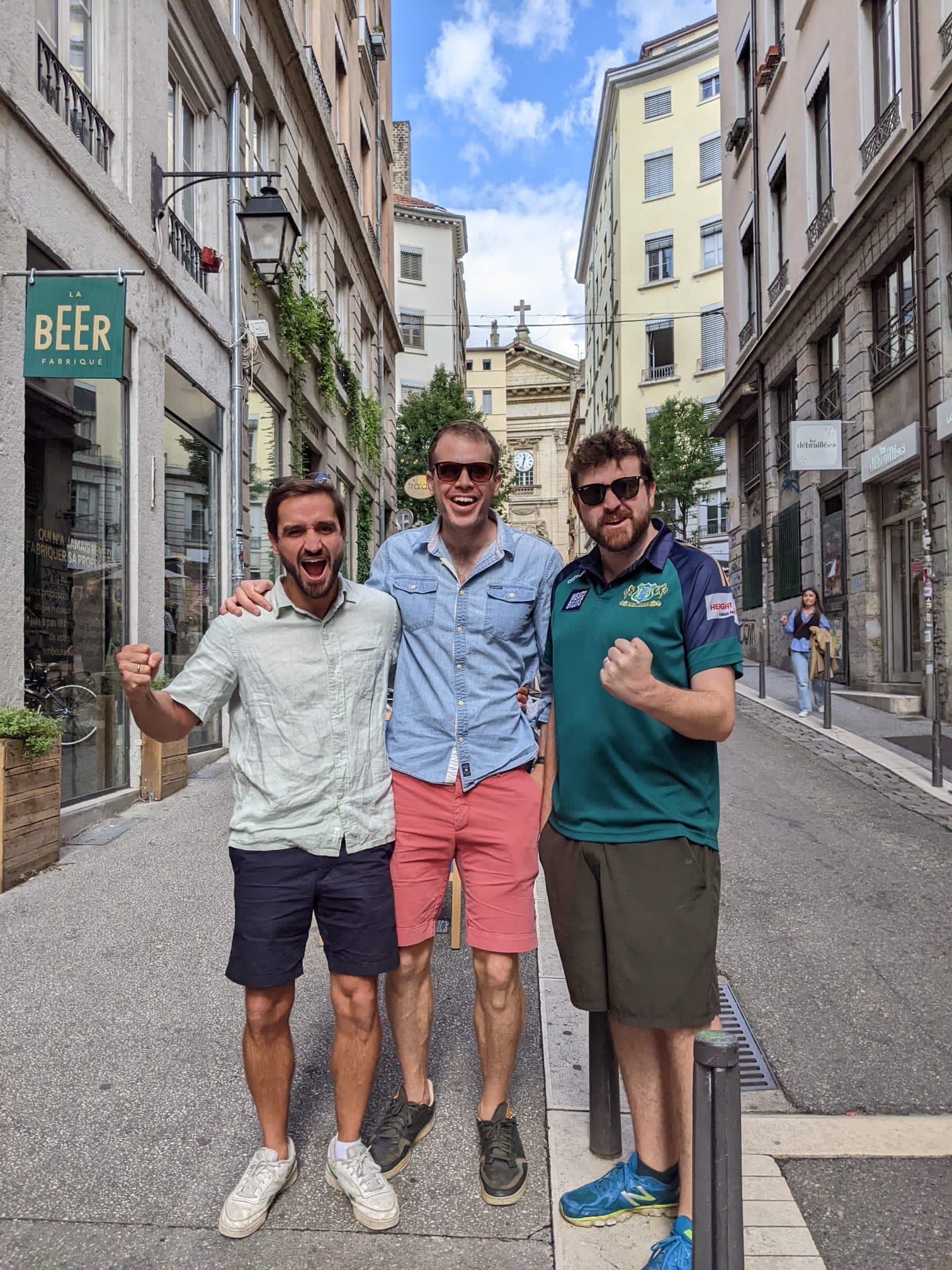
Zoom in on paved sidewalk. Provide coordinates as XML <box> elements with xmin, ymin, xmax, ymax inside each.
<box><xmin>0</xmin><ymin>761</ymin><xmax>552</xmax><ymax>1270</ymax></box>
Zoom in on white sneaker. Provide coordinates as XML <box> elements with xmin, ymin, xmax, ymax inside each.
<box><xmin>324</xmin><ymin>1138</ymin><xmax>400</xmax><ymax>1231</ymax></box>
<box><xmin>218</xmin><ymin>1138</ymin><xmax>297</xmax><ymax>1240</ymax></box>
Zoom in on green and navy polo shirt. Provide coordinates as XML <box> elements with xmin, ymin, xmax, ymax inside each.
<box><xmin>545</xmin><ymin>521</ymin><xmax>742</xmax><ymax>849</ymax></box>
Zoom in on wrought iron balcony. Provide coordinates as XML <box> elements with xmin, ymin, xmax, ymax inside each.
<box><xmin>337</xmin><ymin>141</ymin><xmax>361</xmax><ymax>207</ymax></box>
<box><xmin>363</xmin><ymin>216</ymin><xmax>380</xmax><ymax>264</ymax></box>
<box><xmin>641</xmin><ymin>362</ymin><xmax>678</xmax><ymax>384</ymax></box>
<box><xmin>870</xmin><ymin>309</ymin><xmax>915</xmax><ymax>384</ymax></box>
<box><xmin>305</xmin><ymin>45</ymin><xmax>330</xmax><ymax>126</ymax></box>
<box><xmin>166</xmin><ymin>209</ymin><xmax>208</xmax><ymax>291</ymax></box>
<box><xmin>767</xmin><ymin>260</ymin><xmax>790</xmax><ymax>309</ymax></box>
<box><xmin>859</xmin><ymin>93</ymin><xmax>901</xmax><ymax>171</ymax></box>
<box><xmin>37</xmin><ymin>35</ymin><xmax>113</xmax><ymax>171</ymax></box>
<box><xmin>806</xmin><ymin>190</ymin><xmax>834</xmax><ymax>251</ymax></box>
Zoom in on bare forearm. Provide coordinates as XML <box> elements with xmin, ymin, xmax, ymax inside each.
<box><xmin>126</xmin><ymin>690</ymin><xmax>200</xmax><ymax>740</ymax></box>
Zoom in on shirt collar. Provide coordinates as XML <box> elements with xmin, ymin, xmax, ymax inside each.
<box><xmin>579</xmin><ymin>515</ymin><xmax>674</xmax><ymax>586</ymax></box>
<box><xmin>271</xmin><ymin>576</ymin><xmax>356</xmax><ymax>622</ymax></box>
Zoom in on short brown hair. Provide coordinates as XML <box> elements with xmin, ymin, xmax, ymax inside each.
<box><xmin>426</xmin><ymin>419</ymin><xmax>499</xmax><ymax>470</ymax></box>
<box><xmin>569</xmin><ymin>428</ymin><xmax>655</xmax><ymax>489</ymax></box>
<box><xmin>264</xmin><ymin>472</ymin><xmax>346</xmax><ymax>539</ymax></box>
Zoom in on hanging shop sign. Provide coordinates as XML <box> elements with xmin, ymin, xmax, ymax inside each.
<box><xmin>790</xmin><ymin>419</ymin><xmax>843</xmax><ymax>472</ymax></box>
<box><xmin>23</xmin><ymin>274</ymin><xmax>126</xmax><ymax>380</ymax></box>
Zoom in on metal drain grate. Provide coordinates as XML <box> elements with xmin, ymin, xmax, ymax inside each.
<box><xmin>718</xmin><ymin>983</ymin><xmax>777</xmax><ymax>1091</ymax></box>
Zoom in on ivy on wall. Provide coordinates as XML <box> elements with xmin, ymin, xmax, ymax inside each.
<box><xmin>275</xmin><ymin>248</ymin><xmax>383</xmax><ymax>478</ymax></box>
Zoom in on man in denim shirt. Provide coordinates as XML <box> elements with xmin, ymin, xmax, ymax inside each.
<box><xmin>230</xmin><ymin>420</ymin><xmax>562</xmax><ymax>1205</ymax></box>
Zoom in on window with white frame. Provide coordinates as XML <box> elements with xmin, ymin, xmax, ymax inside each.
<box><xmin>701</xmin><ymin>305</ymin><xmax>723</xmax><ymax>371</ymax></box>
<box><xmin>400</xmin><ymin>246</ymin><xmax>422</xmax><ymax>282</ymax></box>
<box><xmin>701</xmin><ymin>71</ymin><xmax>721</xmax><ymax>101</ymax></box>
<box><xmin>645</xmin><ymin>150</ymin><xmax>674</xmax><ymax>198</ymax></box>
<box><xmin>645</xmin><ymin>88</ymin><xmax>671</xmax><ymax>122</ymax></box>
<box><xmin>645</xmin><ymin>232</ymin><xmax>674</xmax><ymax>282</ymax></box>
<box><xmin>400</xmin><ymin>309</ymin><xmax>424</xmax><ymax>349</ymax></box>
<box><xmin>701</xmin><ymin>132</ymin><xmax>721</xmax><ymax>181</ymax></box>
<box><xmin>701</xmin><ymin>216</ymin><xmax>723</xmax><ymax>269</ymax></box>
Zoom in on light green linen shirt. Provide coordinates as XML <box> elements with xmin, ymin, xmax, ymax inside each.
<box><xmin>167</xmin><ymin>578</ymin><xmax>400</xmax><ymax>856</ymax></box>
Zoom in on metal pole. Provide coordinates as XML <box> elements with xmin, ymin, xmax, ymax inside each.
<box><xmin>822</xmin><ymin>644</ymin><xmax>832</xmax><ymax>728</ymax></box>
<box><xmin>692</xmin><ymin>1031</ymin><xmax>744</xmax><ymax>1270</ymax></box>
<box><xmin>229</xmin><ymin>0</ymin><xmax>245</xmax><ymax>590</ymax></box>
<box><xmin>589</xmin><ymin>1014</ymin><xmax>622</xmax><ymax>1160</ymax></box>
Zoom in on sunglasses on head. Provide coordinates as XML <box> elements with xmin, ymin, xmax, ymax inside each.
<box><xmin>433</xmin><ymin>462</ymin><xmax>496</xmax><ymax>485</ymax></box>
<box><xmin>575</xmin><ymin>476</ymin><xmax>645</xmax><ymax>506</ymax></box>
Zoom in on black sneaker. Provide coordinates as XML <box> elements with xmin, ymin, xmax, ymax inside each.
<box><xmin>476</xmin><ymin>1102</ymin><xmax>530</xmax><ymax>1204</ymax></box>
<box><xmin>371</xmin><ymin>1081</ymin><xmax>437</xmax><ymax>1177</ymax></box>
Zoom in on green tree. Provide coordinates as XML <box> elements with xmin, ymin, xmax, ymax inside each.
<box><xmin>396</xmin><ymin>366</ymin><xmax>514</xmax><ymax>517</ymax></box>
<box><xmin>647</xmin><ymin>396</ymin><xmax>721</xmax><ymax>539</ymax></box>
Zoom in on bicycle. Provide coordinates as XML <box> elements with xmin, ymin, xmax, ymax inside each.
<box><xmin>23</xmin><ymin>661</ymin><xmax>96</xmax><ymax>745</ymax></box>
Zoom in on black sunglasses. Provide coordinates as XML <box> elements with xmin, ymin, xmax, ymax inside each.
<box><xmin>433</xmin><ymin>464</ymin><xmax>496</xmax><ymax>485</ymax></box>
<box><xmin>575</xmin><ymin>476</ymin><xmax>645</xmax><ymax>506</ymax></box>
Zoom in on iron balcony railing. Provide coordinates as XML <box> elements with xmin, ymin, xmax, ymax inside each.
<box><xmin>806</xmin><ymin>190</ymin><xmax>834</xmax><ymax>251</ymax></box>
<box><xmin>870</xmin><ymin>308</ymin><xmax>915</xmax><ymax>384</ymax></box>
<box><xmin>305</xmin><ymin>45</ymin><xmax>330</xmax><ymax>125</ymax></box>
<box><xmin>37</xmin><ymin>35</ymin><xmax>113</xmax><ymax>171</ymax></box>
<box><xmin>337</xmin><ymin>141</ymin><xmax>361</xmax><ymax>207</ymax></box>
<box><xmin>859</xmin><ymin>93</ymin><xmax>901</xmax><ymax>171</ymax></box>
<box><xmin>767</xmin><ymin>260</ymin><xmax>790</xmax><ymax>309</ymax></box>
<box><xmin>816</xmin><ymin>375</ymin><xmax>841</xmax><ymax>419</ymax></box>
<box><xmin>641</xmin><ymin>362</ymin><xmax>678</xmax><ymax>384</ymax></box>
<box><xmin>166</xmin><ymin>209</ymin><xmax>208</xmax><ymax>291</ymax></box>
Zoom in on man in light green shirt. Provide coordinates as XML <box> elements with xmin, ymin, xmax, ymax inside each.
<box><xmin>116</xmin><ymin>478</ymin><xmax>400</xmax><ymax>1239</ymax></box>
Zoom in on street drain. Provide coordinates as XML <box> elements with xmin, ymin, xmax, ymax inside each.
<box><xmin>718</xmin><ymin>983</ymin><xmax>777</xmax><ymax>1091</ymax></box>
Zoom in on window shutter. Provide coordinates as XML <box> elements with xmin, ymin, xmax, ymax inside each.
<box><xmin>645</xmin><ymin>150</ymin><xmax>674</xmax><ymax>198</ymax></box>
<box><xmin>701</xmin><ymin>136</ymin><xmax>721</xmax><ymax>180</ymax></box>
<box><xmin>645</xmin><ymin>88</ymin><xmax>671</xmax><ymax>120</ymax></box>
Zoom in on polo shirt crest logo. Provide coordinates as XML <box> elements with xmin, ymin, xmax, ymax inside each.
<box><xmin>562</xmin><ymin>586</ymin><xmax>591</xmax><ymax>614</ymax></box>
<box><xmin>618</xmin><ymin>581</ymin><xmax>667</xmax><ymax>609</ymax></box>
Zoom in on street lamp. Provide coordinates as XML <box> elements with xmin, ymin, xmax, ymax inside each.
<box><xmin>237</xmin><ymin>185</ymin><xmax>301</xmax><ymax>286</ymax></box>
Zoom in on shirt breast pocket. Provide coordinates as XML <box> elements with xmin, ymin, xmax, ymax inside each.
<box><xmin>486</xmin><ymin>583</ymin><xmax>536</xmax><ymax>639</ymax></box>
<box><xmin>394</xmin><ymin>575</ymin><xmax>437</xmax><ymax>631</ymax></box>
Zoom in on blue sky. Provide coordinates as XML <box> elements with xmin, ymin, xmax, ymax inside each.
<box><xmin>391</xmin><ymin>0</ymin><xmax>715</xmax><ymax>357</ymax></box>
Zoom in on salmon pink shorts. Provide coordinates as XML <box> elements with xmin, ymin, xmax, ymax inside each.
<box><xmin>390</xmin><ymin>767</ymin><xmax>542</xmax><ymax>952</ymax></box>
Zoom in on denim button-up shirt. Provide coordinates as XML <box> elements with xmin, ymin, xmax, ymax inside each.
<box><xmin>367</xmin><ymin>520</ymin><xmax>562</xmax><ymax>790</ymax></box>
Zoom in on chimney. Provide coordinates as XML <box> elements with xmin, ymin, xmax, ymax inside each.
<box><xmin>392</xmin><ymin>120</ymin><xmax>411</xmax><ymax>197</ymax></box>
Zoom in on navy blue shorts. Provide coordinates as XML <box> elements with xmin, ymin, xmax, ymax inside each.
<box><xmin>225</xmin><ymin>842</ymin><xmax>400</xmax><ymax>988</ymax></box>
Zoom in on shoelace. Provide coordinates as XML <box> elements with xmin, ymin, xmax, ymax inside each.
<box><xmin>480</xmin><ymin>1120</ymin><xmax>515</xmax><ymax>1164</ymax></box>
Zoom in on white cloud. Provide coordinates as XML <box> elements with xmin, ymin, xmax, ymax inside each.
<box><xmin>453</xmin><ymin>181</ymin><xmax>585</xmax><ymax>357</ymax></box>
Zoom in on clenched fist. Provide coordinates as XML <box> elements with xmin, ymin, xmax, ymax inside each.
<box><xmin>115</xmin><ymin>644</ymin><xmax>162</xmax><ymax>697</ymax></box>
<box><xmin>599</xmin><ymin>639</ymin><xmax>655</xmax><ymax>706</ymax></box>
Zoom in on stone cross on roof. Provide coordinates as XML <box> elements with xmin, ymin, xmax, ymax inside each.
<box><xmin>513</xmin><ymin>300</ymin><xmax>532</xmax><ymax>339</ymax></box>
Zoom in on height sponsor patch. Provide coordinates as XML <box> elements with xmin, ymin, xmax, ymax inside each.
<box><xmin>705</xmin><ymin>590</ymin><xmax>740</xmax><ymax>625</ymax></box>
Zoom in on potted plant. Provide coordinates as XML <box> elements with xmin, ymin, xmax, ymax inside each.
<box><xmin>139</xmin><ymin>674</ymin><xmax>188</xmax><ymax>803</ymax></box>
<box><xmin>0</xmin><ymin>706</ymin><xmax>60</xmax><ymax>891</ymax></box>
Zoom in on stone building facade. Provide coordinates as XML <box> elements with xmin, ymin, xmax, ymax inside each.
<box><xmin>713</xmin><ymin>0</ymin><xmax>952</xmax><ymax>715</ymax></box>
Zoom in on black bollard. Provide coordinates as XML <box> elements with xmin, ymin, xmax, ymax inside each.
<box><xmin>693</xmin><ymin>1031</ymin><xmax>744</xmax><ymax>1270</ymax></box>
<box><xmin>589</xmin><ymin>1014</ymin><xmax>622</xmax><ymax>1160</ymax></box>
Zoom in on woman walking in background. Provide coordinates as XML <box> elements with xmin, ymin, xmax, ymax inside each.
<box><xmin>781</xmin><ymin>586</ymin><xmax>830</xmax><ymax>719</ymax></box>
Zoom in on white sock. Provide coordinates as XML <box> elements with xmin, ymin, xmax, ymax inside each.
<box><xmin>334</xmin><ymin>1134</ymin><xmax>361</xmax><ymax>1160</ymax></box>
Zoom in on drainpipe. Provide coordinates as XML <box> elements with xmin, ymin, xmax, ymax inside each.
<box><xmin>910</xmin><ymin>0</ymin><xmax>943</xmax><ymax>789</ymax></box>
<box><xmin>229</xmin><ymin>0</ymin><xmax>245</xmax><ymax>590</ymax></box>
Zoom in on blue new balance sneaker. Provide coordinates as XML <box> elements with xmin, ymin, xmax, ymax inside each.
<box><xmin>558</xmin><ymin>1152</ymin><xmax>681</xmax><ymax>1225</ymax></box>
<box><xmin>645</xmin><ymin>1216</ymin><xmax>694</xmax><ymax>1270</ymax></box>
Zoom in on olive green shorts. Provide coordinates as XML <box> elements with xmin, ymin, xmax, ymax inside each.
<box><xmin>540</xmin><ymin>824</ymin><xmax>721</xmax><ymax>1029</ymax></box>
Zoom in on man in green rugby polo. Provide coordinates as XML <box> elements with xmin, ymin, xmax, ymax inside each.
<box><xmin>540</xmin><ymin>428</ymin><xmax>741</xmax><ymax>1270</ymax></box>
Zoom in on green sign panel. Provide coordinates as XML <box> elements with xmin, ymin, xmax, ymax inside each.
<box><xmin>23</xmin><ymin>277</ymin><xmax>126</xmax><ymax>380</ymax></box>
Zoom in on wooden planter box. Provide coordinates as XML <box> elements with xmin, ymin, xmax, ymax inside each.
<box><xmin>140</xmin><ymin>736</ymin><xmax>188</xmax><ymax>803</ymax></box>
<box><xmin>0</xmin><ymin>738</ymin><xmax>60</xmax><ymax>891</ymax></box>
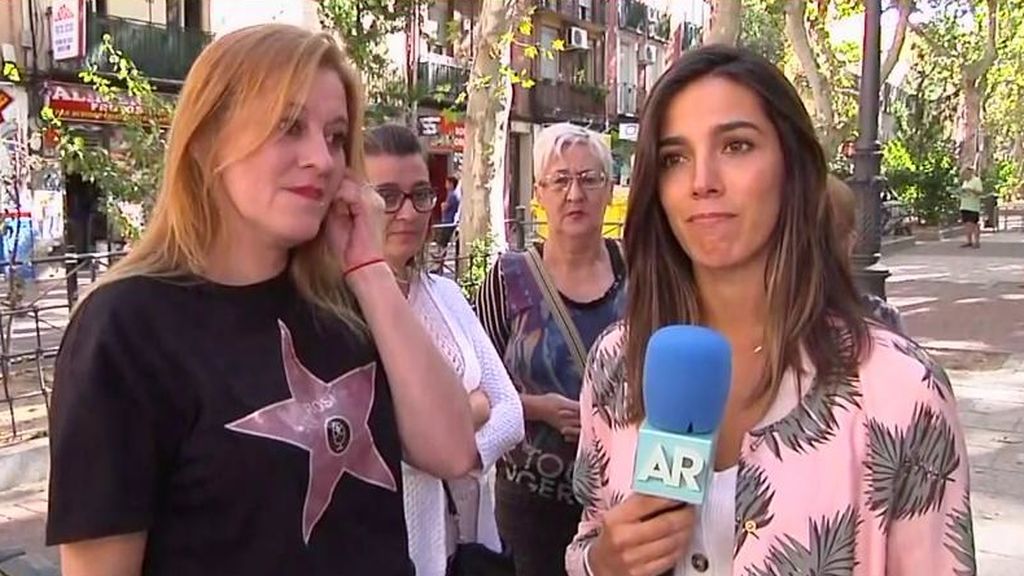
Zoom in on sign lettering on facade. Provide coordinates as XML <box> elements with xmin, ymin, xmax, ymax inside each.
<box><xmin>50</xmin><ymin>0</ymin><xmax>85</xmax><ymax>61</ymax></box>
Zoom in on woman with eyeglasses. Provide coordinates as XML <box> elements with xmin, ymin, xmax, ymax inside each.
<box><xmin>476</xmin><ymin>124</ymin><xmax>625</xmax><ymax>576</ymax></box>
<box><xmin>366</xmin><ymin>124</ymin><xmax>523</xmax><ymax>576</ymax></box>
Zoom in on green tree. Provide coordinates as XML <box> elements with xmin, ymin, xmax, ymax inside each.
<box><xmin>912</xmin><ymin>0</ymin><xmax>999</xmax><ymax>167</ymax></box>
<box><xmin>780</xmin><ymin>0</ymin><xmax>914</xmax><ymax>158</ymax></box>
<box><xmin>41</xmin><ymin>35</ymin><xmax>174</xmax><ymax>238</ymax></box>
<box><xmin>317</xmin><ymin>0</ymin><xmax>428</xmax><ymax>125</ymax></box>
<box><xmin>983</xmin><ymin>0</ymin><xmax>1024</xmax><ymax>198</ymax></box>
<box><xmin>739</xmin><ymin>0</ymin><xmax>787</xmax><ymax>66</ymax></box>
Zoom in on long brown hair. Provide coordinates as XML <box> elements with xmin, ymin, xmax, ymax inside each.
<box><xmin>78</xmin><ymin>25</ymin><xmax>364</xmax><ymax>328</ymax></box>
<box><xmin>624</xmin><ymin>46</ymin><xmax>869</xmax><ymax>421</ymax></box>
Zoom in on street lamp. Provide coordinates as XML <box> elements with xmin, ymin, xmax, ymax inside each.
<box><xmin>850</xmin><ymin>0</ymin><xmax>889</xmax><ymax>298</ymax></box>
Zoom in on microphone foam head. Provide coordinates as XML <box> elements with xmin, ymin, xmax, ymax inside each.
<box><xmin>643</xmin><ymin>325</ymin><xmax>732</xmax><ymax>434</ymax></box>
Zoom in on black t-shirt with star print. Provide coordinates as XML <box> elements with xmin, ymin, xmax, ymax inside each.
<box><xmin>46</xmin><ymin>275</ymin><xmax>413</xmax><ymax>576</ymax></box>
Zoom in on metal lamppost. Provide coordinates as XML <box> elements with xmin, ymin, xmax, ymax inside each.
<box><xmin>850</xmin><ymin>0</ymin><xmax>889</xmax><ymax>298</ymax></box>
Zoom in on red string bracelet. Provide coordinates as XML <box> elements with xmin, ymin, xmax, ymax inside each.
<box><xmin>342</xmin><ymin>258</ymin><xmax>384</xmax><ymax>277</ymax></box>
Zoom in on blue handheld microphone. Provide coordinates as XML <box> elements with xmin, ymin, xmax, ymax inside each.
<box><xmin>633</xmin><ymin>325</ymin><xmax>732</xmax><ymax>504</ymax></box>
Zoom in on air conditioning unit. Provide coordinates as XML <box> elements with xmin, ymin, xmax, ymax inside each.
<box><xmin>568</xmin><ymin>26</ymin><xmax>590</xmax><ymax>50</ymax></box>
<box><xmin>640</xmin><ymin>44</ymin><xmax>657</xmax><ymax>64</ymax></box>
<box><xmin>647</xmin><ymin>6</ymin><xmax>658</xmax><ymax>36</ymax></box>
<box><xmin>577</xmin><ymin>0</ymin><xmax>593</xmax><ymax>20</ymax></box>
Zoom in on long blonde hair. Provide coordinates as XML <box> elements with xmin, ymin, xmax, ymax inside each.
<box><xmin>80</xmin><ymin>25</ymin><xmax>364</xmax><ymax>326</ymax></box>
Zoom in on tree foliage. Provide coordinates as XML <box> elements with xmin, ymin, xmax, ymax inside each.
<box><xmin>41</xmin><ymin>35</ymin><xmax>174</xmax><ymax>238</ymax></box>
<box><xmin>316</xmin><ymin>0</ymin><xmax>431</xmax><ymax>124</ymax></box>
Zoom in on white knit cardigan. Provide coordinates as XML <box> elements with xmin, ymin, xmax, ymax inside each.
<box><xmin>402</xmin><ymin>275</ymin><xmax>524</xmax><ymax>576</ymax></box>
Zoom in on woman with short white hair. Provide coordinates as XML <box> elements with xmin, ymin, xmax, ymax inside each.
<box><xmin>476</xmin><ymin>124</ymin><xmax>626</xmax><ymax>576</ymax></box>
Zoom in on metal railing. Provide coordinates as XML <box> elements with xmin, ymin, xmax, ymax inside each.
<box><xmin>54</xmin><ymin>12</ymin><xmax>213</xmax><ymax>81</ymax></box>
<box><xmin>529</xmin><ymin>80</ymin><xmax>607</xmax><ymax>121</ymax></box>
<box><xmin>618</xmin><ymin>82</ymin><xmax>640</xmax><ymax>116</ymax></box>
<box><xmin>416</xmin><ymin>61</ymin><xmax>469</xmax><ymax>104</ymax></box>
<box><xmin>541</xmin><ymin>0</ymin><xmax>607</xmax><ymax>25</ymax></box>
<box><xmin>0</xmin><ymin>252</ymin><xmax>124</xmax><ymax>445</ymax></box>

------------------------------------------------------------

§ Written exercise
Pull out every line of the records from the one containing "Zoom in on metal railing." through the final line of the records, inclusive, and reproduce them unchanged.

§ Response for this exercise
Zoom in on metal railing. Provide coordinates as XML <box> elements with xmin, ymin, xmax, ymax inside each.
<box><xmin>54</xmin><ymin>12</ymin><xmax>213</xmax><ymax>81</ymax></box>
<box><xmin>529</xmin><ymin>80</ymin><xmax>607</xmax><ymax>121</ymax></box>
<box><xmin>618</xmin><ymin>82</ymin><xmax>640</xmax><ymax>116</ymax></box>
<box><xmin>416</xmin><ymin>61</ymin><xmax>469</xmax><ymax>104</ymax></box>
<box><xmin>541</xmin><ymin>0</ymin><xmax>607</xmax><ymax>25</ymax></box>
<box><xmin>0</xmin><ymin>252</ymin><xmax>124</xmax><ymax>445</ymax></box>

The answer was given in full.